◆ **SELECTED TEXT**
^^^^^^^^^^^^^^^^

Lab 5 – Large Number Arithmetic ECE 375

ECE 375: Computer Organization and

Assembly Language Programming

Lab 5 – Large Number Arithmetic

SECTION OVERVIEW

Complete the following objectives:

• Understand and use arithmetic/ALU instructions.

• Manipulate and handle large (> 8 bits) numbers.

• Create and handle functions and subroutines.

• Verify the correctness of large number arithmetic functions via simulation.

PRELAB

To complete this prelab, you may find it useful to look at the AVR Starter Guide

and the AVR Instruction Set Manual. If you consult any online sources to help

answer the prelab questions, you must list them as references in your prelab.

1. For this lab, you will be asked to perform arithmetic operations on numbers

that are larger than 8 bits. To be successful at this, you will need to understand and utilize many of the various arithmetic operations supported by

the AVR 8-bit instruction set. List and describe all of the addition, subtraction, and multiplication instructions (i.e. ADC, SUBI, FMUL, etc.) available in

AVR’s 8-bit instruction set.

^^^^^^^^^^^^^^^^

◆ **RECORDS PROVIDED**
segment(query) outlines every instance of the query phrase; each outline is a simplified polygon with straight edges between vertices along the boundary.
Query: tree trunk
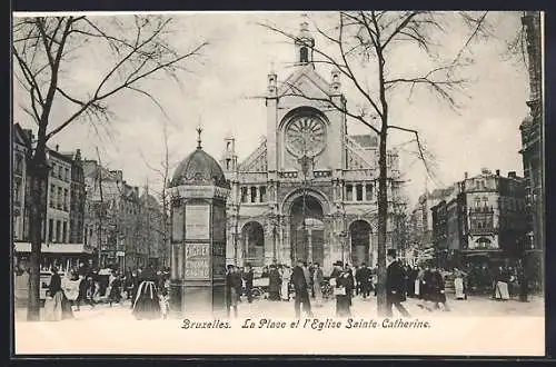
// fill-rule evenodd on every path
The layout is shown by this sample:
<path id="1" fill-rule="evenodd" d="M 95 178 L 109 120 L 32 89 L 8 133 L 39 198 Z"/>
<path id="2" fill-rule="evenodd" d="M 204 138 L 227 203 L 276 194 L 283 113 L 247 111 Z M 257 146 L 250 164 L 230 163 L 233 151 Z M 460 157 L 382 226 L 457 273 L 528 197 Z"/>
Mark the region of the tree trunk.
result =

^^^^^^^^^^^^^^^^

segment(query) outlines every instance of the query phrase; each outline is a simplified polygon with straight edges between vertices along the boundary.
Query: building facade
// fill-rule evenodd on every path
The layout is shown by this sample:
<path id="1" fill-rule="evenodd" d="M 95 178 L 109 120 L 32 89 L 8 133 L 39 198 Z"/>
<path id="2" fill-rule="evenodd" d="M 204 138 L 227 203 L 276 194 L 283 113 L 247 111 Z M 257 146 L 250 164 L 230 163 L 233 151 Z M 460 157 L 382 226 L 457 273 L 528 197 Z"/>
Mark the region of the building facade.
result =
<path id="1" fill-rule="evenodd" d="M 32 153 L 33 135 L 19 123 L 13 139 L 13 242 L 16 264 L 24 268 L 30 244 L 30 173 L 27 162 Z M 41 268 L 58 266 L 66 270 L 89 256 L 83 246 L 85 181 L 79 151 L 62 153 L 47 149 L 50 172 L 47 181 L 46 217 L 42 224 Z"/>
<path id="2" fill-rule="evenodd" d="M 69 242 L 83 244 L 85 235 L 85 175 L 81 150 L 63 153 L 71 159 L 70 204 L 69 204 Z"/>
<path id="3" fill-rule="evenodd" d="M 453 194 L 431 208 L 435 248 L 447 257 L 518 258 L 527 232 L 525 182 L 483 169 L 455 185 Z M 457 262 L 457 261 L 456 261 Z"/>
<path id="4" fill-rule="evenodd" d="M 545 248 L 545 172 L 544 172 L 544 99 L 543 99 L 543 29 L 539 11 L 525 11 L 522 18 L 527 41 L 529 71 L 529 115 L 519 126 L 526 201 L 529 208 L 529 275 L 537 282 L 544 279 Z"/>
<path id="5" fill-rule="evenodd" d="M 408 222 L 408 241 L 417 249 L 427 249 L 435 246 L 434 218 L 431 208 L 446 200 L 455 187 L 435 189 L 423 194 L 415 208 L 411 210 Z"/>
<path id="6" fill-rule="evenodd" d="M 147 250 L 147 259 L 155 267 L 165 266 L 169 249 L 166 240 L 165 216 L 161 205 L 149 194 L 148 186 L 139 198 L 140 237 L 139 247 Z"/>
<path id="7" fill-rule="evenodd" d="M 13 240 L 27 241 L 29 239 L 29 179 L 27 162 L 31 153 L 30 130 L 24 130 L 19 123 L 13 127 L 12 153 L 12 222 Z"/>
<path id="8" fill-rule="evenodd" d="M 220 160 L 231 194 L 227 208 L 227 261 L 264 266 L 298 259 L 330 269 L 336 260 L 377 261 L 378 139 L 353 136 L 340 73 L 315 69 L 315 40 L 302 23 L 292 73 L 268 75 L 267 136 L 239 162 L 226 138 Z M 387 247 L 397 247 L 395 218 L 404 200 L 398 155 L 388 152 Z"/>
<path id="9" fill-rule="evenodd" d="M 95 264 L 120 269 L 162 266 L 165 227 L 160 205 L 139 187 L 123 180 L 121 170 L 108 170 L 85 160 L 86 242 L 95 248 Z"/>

^^^^^^^^^^^^^^^^

◆ **TASKS FOR THIS EXERCISE**
(1) Count the lines in the records that contain the string "trunk". Reply with the number alone.
(2) Continue the lab handout on large number arithmetic from the point where it stops.

◆ **TASK RESULTS**
(1) 2

(2)
2. Write pseudocode for an 8-bit AVR function that will take two 16-bit numbers (from data memory addresses $0111:$0110 and $0121:$0120), add

them together, and then store the 16-bit result (in data memory addresses

$0101:$0100). (Note: The syntax “$0111:$0110” is meant to specify that the

function will expect little-endian data, where the highest byte of a multi-byte

value is stored in the highest address of its range of addresses.)

3. Write pseudocode for an 8-bit AVR function that will take the 16-bit number

in $0111:$0110, subtract it from the 16-bit number in $0121:$0120, and

then store the 16-bit result into $0101:$0100.

BACKGROUND

Arithmetic calculations like addition and subtraction are fundamental operations

in many computer programs. Most programming languages support several different data types that can be used to perform arithmetic calculations. As an

8-bit microcontroller, the ATmega128 primarily uses 8-bit registers and has several different instructions available to perform basic arithmetic operations on

8-bit values. Some examples of instructions that add or subtract 8-bit values

contained in registers are:

ADD R0, R1 ; R0 <- R0 + R1

ADC R0, R1 ; R0 <- R0 + R1 + C

SUB R0, R1 ; R0 <- R0 – R1

If we want to perform arithmetic operations on values that are too large to

represent with only 8 bits, but still use the same 8-bit microcontroller for these

large number operations, then we need to develop a procedure for manipulating

multiple 8-bit registers to produce the correct result.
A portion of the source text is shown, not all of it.